Given task 1 - In the forum thread below on MSHTML and MSXML, reproduce the passage that starts at "However, doing any" and ends at "Hope this helps.", changing "difficult" to "hard".

Text block -

*-*-*

MSHTML and MSXML in VB6

L

Lucky

hi guys,
i need to parse html data that i've got from "Inet" object in vb6.
now i want to prase the html data. here i got 2 options. one is MSXML
and other is MSHTML. i tried both of them but i didnt get anything out
of them. MSXML doesnt works with some keywords and consider some
letters as operator so i cant go with MSXML. i tried MSHTML but it
doesnt provide any way to parse the HTML data you got from other
source. there is a method(fectory method) in MSHTML which can be use to
get HTMLDocument. but it has a problem. if the page you are trying to
get through code, has script to set the focus to the control and the
MSHTML object throws an error. here the problem is error comes from the
MSHTML and which can not be hadled. as it doesnt receive data after
throwing the error.
if anyone has any idea or suggestion on how can i solve this
problem, plese do share with me. this VB6 really sucks.


Thanks,
Lucky
 
H

Herfried K. Wagner [MVP]

Lucky said:
i need to parse html data that i've got from "Inet" object in vb6.

This is a VB.NET group. I suggest to post the question to one of the groups
in the "microsoft.public.vb.*" hierarchy.
 
N

Nicholas Paldino [.NET/C# MVP]

Lucky,

First, the reason that MSXML doesn't work is because HTML is not XML, so
you will almost always get a parse error.

As for MSHTML, it really isn't directly exposable from VB, it's more of
a COM interface (as opposed to Automation, which is what VB demands).

To load a page into MSHTML, you would have to somehow provide access to
the IMoniker interface that is returned from a call to the API CreateMoniker
(passing the URL of the source you want to download). Once you do this, you
can pass it to the IPersistMoniker::Load implementation on MSHTML. This
will cause MSHTML to trigger the load and parse the document.

However, doing any of this from VB is *extremely* difficult, and you
should probably use C++ to access these interfaces and perform this work,
exposing it to VB6 in the manner you desire.

Hope this helps.
 
C

Cor Ligthert [MVP]

As for MSHTML, it really isn't directly exposable from VB, it's more of
a COM interface (as opposed to Automation, which is what VB demands).

*-*-*

Available data -

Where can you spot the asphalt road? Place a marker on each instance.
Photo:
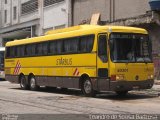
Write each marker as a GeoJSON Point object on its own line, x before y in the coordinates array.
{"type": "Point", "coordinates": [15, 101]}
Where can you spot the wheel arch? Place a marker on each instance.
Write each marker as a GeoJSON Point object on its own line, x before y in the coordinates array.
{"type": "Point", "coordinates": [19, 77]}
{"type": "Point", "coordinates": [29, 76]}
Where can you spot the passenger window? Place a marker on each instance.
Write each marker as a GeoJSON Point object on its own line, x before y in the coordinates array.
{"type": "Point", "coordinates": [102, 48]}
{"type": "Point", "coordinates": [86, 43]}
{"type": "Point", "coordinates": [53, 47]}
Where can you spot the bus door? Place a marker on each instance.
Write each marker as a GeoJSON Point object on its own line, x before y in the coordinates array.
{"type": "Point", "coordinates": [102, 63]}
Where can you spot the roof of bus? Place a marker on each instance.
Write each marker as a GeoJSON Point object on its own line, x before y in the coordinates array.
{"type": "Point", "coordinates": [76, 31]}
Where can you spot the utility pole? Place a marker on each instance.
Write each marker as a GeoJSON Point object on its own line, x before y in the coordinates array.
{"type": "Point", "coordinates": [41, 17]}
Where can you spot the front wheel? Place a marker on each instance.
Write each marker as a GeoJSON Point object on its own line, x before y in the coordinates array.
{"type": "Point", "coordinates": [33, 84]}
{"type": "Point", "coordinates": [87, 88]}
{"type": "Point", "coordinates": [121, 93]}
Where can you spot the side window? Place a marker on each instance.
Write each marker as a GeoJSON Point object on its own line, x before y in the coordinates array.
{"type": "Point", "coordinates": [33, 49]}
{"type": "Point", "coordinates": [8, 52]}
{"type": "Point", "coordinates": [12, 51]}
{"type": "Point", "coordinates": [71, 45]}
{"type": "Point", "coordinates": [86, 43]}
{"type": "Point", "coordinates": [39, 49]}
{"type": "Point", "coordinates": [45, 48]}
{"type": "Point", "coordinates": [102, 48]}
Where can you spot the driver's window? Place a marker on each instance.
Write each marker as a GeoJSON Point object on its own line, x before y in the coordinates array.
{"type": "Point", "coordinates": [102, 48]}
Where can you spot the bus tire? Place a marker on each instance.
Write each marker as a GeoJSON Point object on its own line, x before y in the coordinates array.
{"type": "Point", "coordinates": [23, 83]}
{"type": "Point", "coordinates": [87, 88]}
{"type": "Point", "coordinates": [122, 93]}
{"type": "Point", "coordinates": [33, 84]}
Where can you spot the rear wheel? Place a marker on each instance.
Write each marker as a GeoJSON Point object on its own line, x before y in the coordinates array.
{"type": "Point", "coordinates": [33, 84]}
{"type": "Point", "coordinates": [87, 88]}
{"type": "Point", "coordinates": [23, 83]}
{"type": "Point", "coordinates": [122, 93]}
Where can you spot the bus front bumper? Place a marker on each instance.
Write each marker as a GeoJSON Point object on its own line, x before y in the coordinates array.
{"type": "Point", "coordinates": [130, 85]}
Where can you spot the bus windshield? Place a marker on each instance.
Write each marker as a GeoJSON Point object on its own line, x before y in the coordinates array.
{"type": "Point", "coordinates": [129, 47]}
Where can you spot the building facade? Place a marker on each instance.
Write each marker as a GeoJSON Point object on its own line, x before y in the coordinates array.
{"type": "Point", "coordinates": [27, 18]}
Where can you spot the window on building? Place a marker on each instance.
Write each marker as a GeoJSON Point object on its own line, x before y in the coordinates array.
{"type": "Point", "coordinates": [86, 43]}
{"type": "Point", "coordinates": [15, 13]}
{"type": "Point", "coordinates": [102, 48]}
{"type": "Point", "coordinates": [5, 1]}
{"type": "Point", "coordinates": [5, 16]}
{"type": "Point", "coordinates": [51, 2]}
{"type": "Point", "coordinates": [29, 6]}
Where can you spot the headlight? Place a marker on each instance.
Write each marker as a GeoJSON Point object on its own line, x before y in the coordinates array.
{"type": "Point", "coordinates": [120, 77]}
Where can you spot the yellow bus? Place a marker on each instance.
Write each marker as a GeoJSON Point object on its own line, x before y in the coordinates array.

*-*-*

Given task 2 - Pull out every line of the records above that contains the string "front". Case counts.

Full response 1 -
However, doing any of this from VB is *extremely* hard, and you
should probably use C++ to access these interfaces and perform this work,
exposing it to VB6 in the manner you desire.

Hope this helps.

Full response 2 -
Where can you spot the front wheel? Place a marker on each instance.
Where can you spot the bus front bumper? Place a marker on each instance.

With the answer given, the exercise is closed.